- **What you are asked to do**
Please copy the listing below line for line, with no changes.
━━━━
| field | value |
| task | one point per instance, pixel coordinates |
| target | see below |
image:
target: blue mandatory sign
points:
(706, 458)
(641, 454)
━━━━
- **Output of the task**
| field | value |
| task | one point per instance, pixel coordinates |
| target | see below |
image:
target: blue mandatory sign
points:
(706, 458)
(641, 454)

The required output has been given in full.